## Provided records:

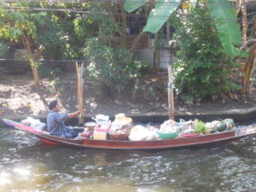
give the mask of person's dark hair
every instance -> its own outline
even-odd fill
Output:
[[[54,108],[55,108],[57,104],[58,104],[58,101],[57,100],[51,101],[49,103],[49,110],[52,110]]]

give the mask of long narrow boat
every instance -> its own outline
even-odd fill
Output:
[[[119,141],[119,140],[96,140],[96,139],[70,139],[55,137],[44,131],[38,131],[20,123],[3,119],[7,125],[33,134],[43,142],[52,144],[61,144],[87,148],[105,149],[159,149],[200,147],[233,142],[237,139],[256,134],[256,125],[238,127],[232,131],[212,133],[209,135],[177,137],[174,139],[161,139],[155,141]]]

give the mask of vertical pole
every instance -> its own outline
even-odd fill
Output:
[[[174,120],[173,76],[172,66],[168,66],[168,108],[169,119]]]

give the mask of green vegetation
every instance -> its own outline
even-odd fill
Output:
[[[203,7],[189,15],[177,11],[171,23],[179,48],[174,63],[176,91],[186,102],[216,99],[241,88],[230,79],[237,66],[226,55],[213,20]]]
[[[117,90],[118,96],[128,82],[140,76],[140,68],[148,63],[135,62],[125,49],[113,49],[98,38],[90,38],[83,49],[90,61],[86,67],[86,77],[97,83]]]
[[[125,9],[132,12],[139,7],[132,14],[137,16],[135,22]],[[145,19],[139,14],[149,11],[143,28],[138,23]],[[156,33],[155,61],[160,49],[169,46],[166,20],[173,30],[173,36],[167,38],[175,40],[177,49],[174,83],[183,100],[193,103],[217,99],[241,88],[234,83],[240,79],[232,79],[237,73],[237,55],[241,56],[241,32],[228,0],[126,0],[124,8],[108,3],[3,1],[0,3],[0,56],[9,47],[26,49],[36,84],[38,74],[57,78],[70,71],[74,61],[84,61],[90,80],[119,95],[125,85],[131,88],[134,82],[135,87],[140,85],[141,69],[148,64],[137,61],[134,55],[146,32]],[[133,39],[127,35],[128,27],[137,32]],[[251,49],[251,52],[255,51]],[[250,58],[253,63],[254,55]],[[250,72],[244,77],[249,78]],[[156,91],[150,89],[142,92],[155,96]]]

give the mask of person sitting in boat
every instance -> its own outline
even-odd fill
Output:
[[[80,111],[71,113],[61,113],[61,107],[58,104],[57,100],[51,101],[49,103],[49,108],[47,128],[49,134],[66,138],[74,138],[79,136],[79,132],[73,128],[66,126],[64,121],[67,119],[78,116],[81,113]]]

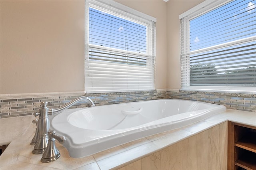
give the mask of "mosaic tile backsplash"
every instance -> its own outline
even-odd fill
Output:
[[[256,112],[256,94],[192,91],[167,91],[168,99],[202,101],[223,105],[227,109]]]
[[[84,95],[54,95],[49,97],[0,100],[0,118],[24,116],[33,115],[41,107],[40,103],[47,101],[47,107],[56,108],[61,107],[78,97]],[[166,99],[166,91],[153,90],[134,92],[111,93],[85,94],[96,106],[128,102]],[[70,109],[85,107],[84,101],[78,102]]]
[[[33,115],[41,107],[40,103],[47,101],[50,108],[61,107],[81,95],[59,95],[0,99],[0,118]],[[120,92],[86,94],[97,106],[162,99],[182,99],[203,101],[224,105],[227,109],[256,112],[256,95],[216,92],[153,90],[134,92]],[[70,108],[87,107],[81,101]]]

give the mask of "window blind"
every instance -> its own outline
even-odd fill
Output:
[[[155,19],[112,1],[87,2],[86,92],[154,89]]]
[[[256,1],[203,7],[181,19],[182,89],[256,91]]]

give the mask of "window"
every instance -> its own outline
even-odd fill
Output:
[[[180,16],[182,89],[256,92],[256,4],[206,1]]]
[[[156,19],[112,1],[86,2],[86,92],[154,89]]]

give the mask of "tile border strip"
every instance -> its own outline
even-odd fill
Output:
[[[59,107],[80,96],[90,97],[97,106],[128,102],[166,99],[166,90],[129,92],[85,94],[83,93],[68,92],[49,94],[36,93],[28,95],[6,95],[0,100],[0,118],[31,115],[41,107],[40,103],[47,101],[50,108]],[[86,107],[87,104],[81,101],[70,109]]]
[[[227,109],[256,112],[256,94],[160,89],[149,91],[85,94],[83,91],[2,95],[0,118],[31,115],[47,101],[49,108],[58,108],[82,96],[87,96],[96,105],[112,105],[162,99],[189,100],[224,105]],[[71,109],[86,107],[81,101]]]

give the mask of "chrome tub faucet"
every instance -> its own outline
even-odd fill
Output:
[[[88,106],[95,106],[93,101],[90,98],[85,96],[82,96],[76,99],[63,106],[56,109],[49,109],[47,107],[48,104],[47,102],[41,103],[42,107],[39,109],[39,112],[36,112],[34,113],[35,117],[39,116],[39,119],[37,122],[37,131],[36,132],[36,133],[37,132],[37,134],[35,134],[35,136],[37,135],[38,136],[36,136],[38,138],[37,141],[34,146],[32,153],[34,154],[42,154],[47,148],[48,141],[49,140],[48,132],[50,126],[49,115],[59,113],[81,101],[86,101],[88,103]],[[50,140],[51,139],[50,139]],[[35,140],[34,140],[34,141]],[[49,158],[49,159],[51,159]]]

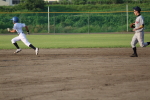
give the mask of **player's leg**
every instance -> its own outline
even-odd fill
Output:
[[[19,53],[21,51],[20,47],[17,44],[17,41],[20,41],[19,36],[15,37],[11,40],[12,44],[14,44],[14,46],[17,48],[17,50],[14,53]]]
[[[140,44],[141,47],[146,47],[150,44],[149,42],[144,43],[144,32],[139,32],[137,34],[138,34],[137,39],[138,39],[139,44]]]
[[[134,34],[134,36],[132,37],[132,41],[131,41],[131,46],[132,46],[132,49],[133,49],[133,54],[130,57],[138,57],[138,55],[137,55],[137,49],[136,49],[136,44],[137,43],[138,43],[137,36],[136,36],[136,34]]]
[[[33,46],[26,38],[26,36],[24,34],[20,35],[21,41],[28,47],[32,48],[35,50],[36,55],[38,55],[39,52],[39,48],[36,48],[35,46]]]

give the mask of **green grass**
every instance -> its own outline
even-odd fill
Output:
[[[134,34],[134,33],[133,33]],[[65,34],[27,35],[29,42],[39,48],[128,48],[133,34]],[[11,39],[17,35],[0,35],[0,49],[16,49]],[[150,41],[150,34],[145,34]],[[17,42],[22,49],[28,47]],[[139,44],[137,45],[139,47]]]

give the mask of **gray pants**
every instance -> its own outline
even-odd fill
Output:
[[[144,32],[135,32],[134,36],[132,37],[131,46],[132,48],[136,47],[136,44],[139,42],[141,47],[146,47],[148,44],[147,42],[144,43]]]

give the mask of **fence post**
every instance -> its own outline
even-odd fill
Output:
[[[90,34],[90,13],[88,12],[88,34]]]
[[[48,6],[48,33],[50,33],[49,6]]]
[[[128,18],[129,18],[128,5],[126,5],[126,12],[127,12],[127,32],[128,32],[129,31],[129,29],[128,29],[128,24],[129,24],[129,22],[128,22]]]

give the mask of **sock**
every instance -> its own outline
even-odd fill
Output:
[[[150,42],[147,42],[148,45],[150,45]]]
[[[20,49],[17,43],[13,43],[17,49]]]
[[[29,47],[31,47],[34,50],[36,49],[32,44],[30,44]]]
[[[134,54],[137,54],[136,47],[133,48],[133,52],[134,52]]]

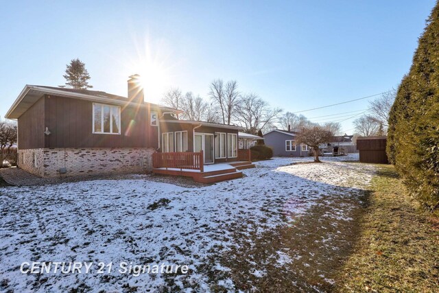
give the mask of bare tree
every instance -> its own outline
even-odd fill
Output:
[[[3,167],[3,161],[12,154],[11,148],[16,141],[16,125],[6,121],[0,121],[0,167]]]
[[[322,126],[329,130],[333,136],[342,134],[342,124],[340,122],[326,122]]]
[[[203,120],[208,105],[200,95],[195,97],[192,92],[186,93],[182,104],[185,119],[195,121]]]
[[[209,87],[209,95],[220,108],[222,123],[230,125],[239,95],[238,83],[236,80],[230,80],[224,84],[222,80],[218,79],[213,80]]]
[[[238,83],[236,80],[227,82],[224,89],[224,93],[226,94],[225,108],[227,124],[230,125],[232,117],[233,116],[235,110],[236,110],[238,104],[238,97],[239,96],[239,92],[238,91]]]
[[[376,135],[379,129],[379,124],[377,120],[369,115],[363,115],[354,120],[355,130],[363,137],[372,137]]]
[[[320,145],[331,141],[332,133],[324,127],[302,127],[296,137],[296,143],[305,143],[313,150],[314,162],[320,162],[318,159]]]
[[[297,129],[299,125],[299,117],[291,112],[287,112],[279,118],[279,124],[282,129]]]
[[[383,93],[373,101],[369,102],[370,117],[375,119],[379,124],[381,124],[385,127],[388,126],[389,113],[396,97],[396,90],[393,89],[392,91]]]
[[[220,117],[220,111],[218,107],[213,103],[206,103],[207,106],[204,113],[204,119],[206,122],[220,123],[221,118]]]
[[[302,115],[296,115],[291,112],[285,113],[279,118],[279,124],[283,129],[288,129],[289,126],[292,130],[297,130],[302,127],[313,126],[316,124],[310,121]]]
[[[181,90],[178,88],[171,89],[163,95],[162,98],[162,102],[166,106],[174,109],[182,110],[183,106],[183,95]],[[182,117],[181,114],[177,114],[177,119],[180,119]]]
[[[252,134],[259,129],[272,126],[282,113],[282,109],[270,108],[268,103],[254,93],[240,95],[236,104],[235,119]]]
[[[209,86],[210,91],[209,93],[211,99],[217,104],[220,108],[221,117],[222,118],[222,123],[226,124],[226,108],[224,107],[225,93],[224,93],[224,83],[222,80],[215,80],[211,82]]]

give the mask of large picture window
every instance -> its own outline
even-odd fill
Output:
[[[294,141],[285,141],[285,151],[296,151],[296,143],[294,143]]]
[[[236,158],[237,156],[237,135],[233,133],[227,134],[227,156]]]
[[[121,107],[93,104],[93,133],[121,134]]]
[[[176,152],[187,152],[187,131],[176,132]]]
[[[215,158],[226,158],[226,133],[216,132],[215,138]]]
[[[162,146],[163,152],[174,152],[174,132],[162,134]]]

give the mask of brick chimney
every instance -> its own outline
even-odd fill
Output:
[[[139,74],[130,76],[128,80],[128,100],[133,103],[143,103],[143,87]]]

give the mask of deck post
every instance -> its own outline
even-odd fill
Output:
[[[200,151],[200,172],[201,173],[204,172],[204,159],[202,150]]]

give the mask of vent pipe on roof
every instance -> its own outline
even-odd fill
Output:
[[[141,76],[134,74],[128,80],[128,100],[134,103],[143,103],[143,86],[141,82]]]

## Task description:
Rewrite the stretch from the line containing "give the mask of deck post" through the line containing "[[[200,151],[200,172],[201,173],[204,172],[204,159],[202,150]]]", swapping "even-odd" for "nonzero" and leaving everything else unchanged.

## Answer to the task:
give the mask of deck post
every instance -> its own outline
nonzero fill
Output:
[[[200,151],[200,172],[201,173],[204,172],[204,159],[202,150]]]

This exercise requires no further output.